- _Ejercicio propuesto 1_
¿Puedes reproducir completo, línea por línea, el listado que aparece después del texto? Desplaza en -101 cada coordenada de píxel de las cajas obtenidas como resultado y deja intactos los valores del ejemplo de formato.

--- --- ---

Al día siguiente por la mañana estaba agotado y algo enfermo de la barriga y de la cabeza, sin ningún apetito. De algún modo, ante la expectativa de un nuevo día y un nuevo mundo por recorrer, me fui reponiendo con el transcurso de las horas. Primero fuimos a ver el Instituto Central de Ciencias, que es un edificio de casi ochocientos metros de longitud donde la Universidad de Brasilia tiene instalada varias facultades, administraciones y espacios para los universitarios. Por casualidad entramos en la Facultad de Arquitectura, que cabe entera en una sala alargada que se divide solo por taquillas o mesas y donde están todas las aulas abiertas las unas a las otras. Desde una galería elevada se puede ver esta sala, que es a doble altura, y los estudiantes trabajando, comiendo o pasando el rato. El lugar me recuerda de alguna manera a la T3 de la ETSAG, con la galería de la entreplanta y todas las mesas con gente trabajando. El edificio, además de ser muy alargado, tiene cierto espesor, por lo que dentro cabe el ala de la Facultad de Arquitectura, y otras tantas escuelas, dando a la fachada suroeste, un patio central que recorre todo el edificio como un espinazo y otra crujía simétrica a la anterior. El acceso es absolutamente abierto, y en una de las puertas de entrada encontramos una serie de puestos de comida donde decidimos comprar el almuerzo.

--- --- ---

- _Ejercicio propuesto 2_
Según el texto, ¿qué longitud tiene el edificio del Instituto Central de Ciencias?

- _Listado proporcionado_
--- --- ---

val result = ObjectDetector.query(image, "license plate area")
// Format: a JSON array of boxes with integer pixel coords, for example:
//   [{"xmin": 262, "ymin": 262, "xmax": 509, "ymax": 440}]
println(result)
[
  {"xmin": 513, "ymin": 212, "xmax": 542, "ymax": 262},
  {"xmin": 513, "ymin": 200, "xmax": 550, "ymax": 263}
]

--- --- ---

- _Respuesta correcta 1_
val result = ObjectDetector.query(image, "license plate area")
// Format: a JSON array of boxes with integer pixel coords, for example:
//   [{"xmin": 262, "ymin": 262, "xmax": 509, "ymax": 440}]
println(result)
[
  {"xmin": 412, "ymin": 111, "xmax": 441, "ymax": 161},
  {"xmin": 412, "ymin": 99, "xmax": 449, "ymax": 162}
]

- _Respuesta correcta 2_
Casi ochocientos metros.